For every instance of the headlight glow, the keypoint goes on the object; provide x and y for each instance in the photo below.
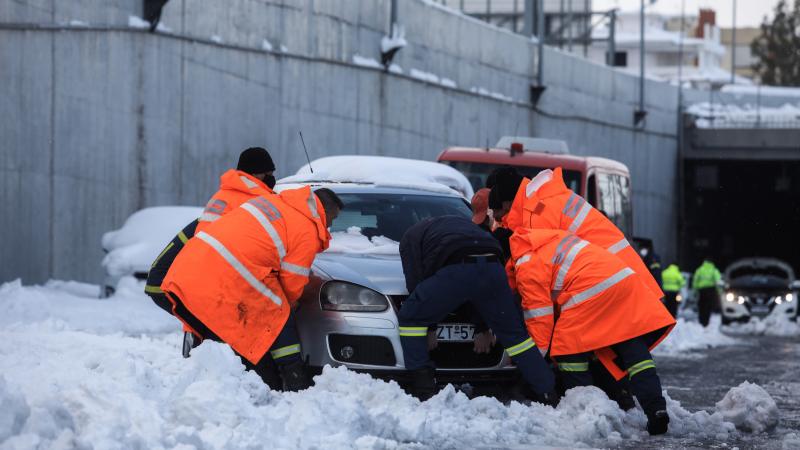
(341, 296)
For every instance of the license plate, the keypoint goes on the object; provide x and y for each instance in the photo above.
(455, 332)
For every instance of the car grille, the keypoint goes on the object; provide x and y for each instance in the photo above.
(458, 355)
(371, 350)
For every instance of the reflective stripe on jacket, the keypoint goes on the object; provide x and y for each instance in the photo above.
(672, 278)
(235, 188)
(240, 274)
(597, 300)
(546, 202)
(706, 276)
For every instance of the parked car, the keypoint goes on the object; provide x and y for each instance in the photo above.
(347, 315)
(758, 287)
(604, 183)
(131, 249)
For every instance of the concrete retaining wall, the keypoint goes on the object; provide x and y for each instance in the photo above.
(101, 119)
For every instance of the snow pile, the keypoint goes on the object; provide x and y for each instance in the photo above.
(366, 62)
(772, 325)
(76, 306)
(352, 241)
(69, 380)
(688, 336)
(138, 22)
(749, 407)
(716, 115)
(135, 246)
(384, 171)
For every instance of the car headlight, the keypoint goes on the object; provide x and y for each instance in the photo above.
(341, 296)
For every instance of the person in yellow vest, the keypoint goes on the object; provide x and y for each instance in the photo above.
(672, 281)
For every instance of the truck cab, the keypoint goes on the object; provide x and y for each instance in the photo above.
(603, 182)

□ □ □ □

• _What to do_: Please write out all of the entries above word for word, leaving out the pictures.

• _Completed exercise_:
For every instance of the headlight glow, the keypoint goes on the object; provide x and y for each instance in the photo below.
(341, 296)
For every instance of the license plate, the keypoint goes on the object; provide x and y for each instance in the photo above.
(455, 332)
For every instance of the car grille, the keypoint goes on the object; provide x and y for each instance in the photo above.
(458, 355)
(371, 350)
For every instance of the reflective stripe on jacket, the keypoint goes on the object; provide x and y for each instance in the photo above.
(672, 278)
(235, 188)
(240, 274)
(597, 300)
(546, 202)
(706, 276)
For every instance of the parked car, the keypoint goes on the object; provide x and y for each instance in the photo above.
(347, 315)
(758, 287)
(604, 183)
(131, 249)
For every instance of the concrete retaining wall, the keypoint goes on the object; provide x and y for each instance in the photo above.
(101, 119)
For every instance of the snow pile, the keypoint goes on the object; provide x and y for each instance in the photo above.
(366, 62)
(772, 325)
(76, 306)
(352, 241)
(69, 380)
(688, 336)
(138, 22)
(749, 407)
(716, 115)
(135, 246)
(384, 171)
For every instance of the car headlight, the keypoint goes on the object; provide x and y for each instance in the photo above.
(341, 296)
For every instance of the person in yellow vest, the keypoint goes on the object; provide x and y for each instance in the photo above.
(672, 281)
For every instance of the truck cab, the keypoint goes on the object; provide x and y for each instance in the photo above.
(603, 182)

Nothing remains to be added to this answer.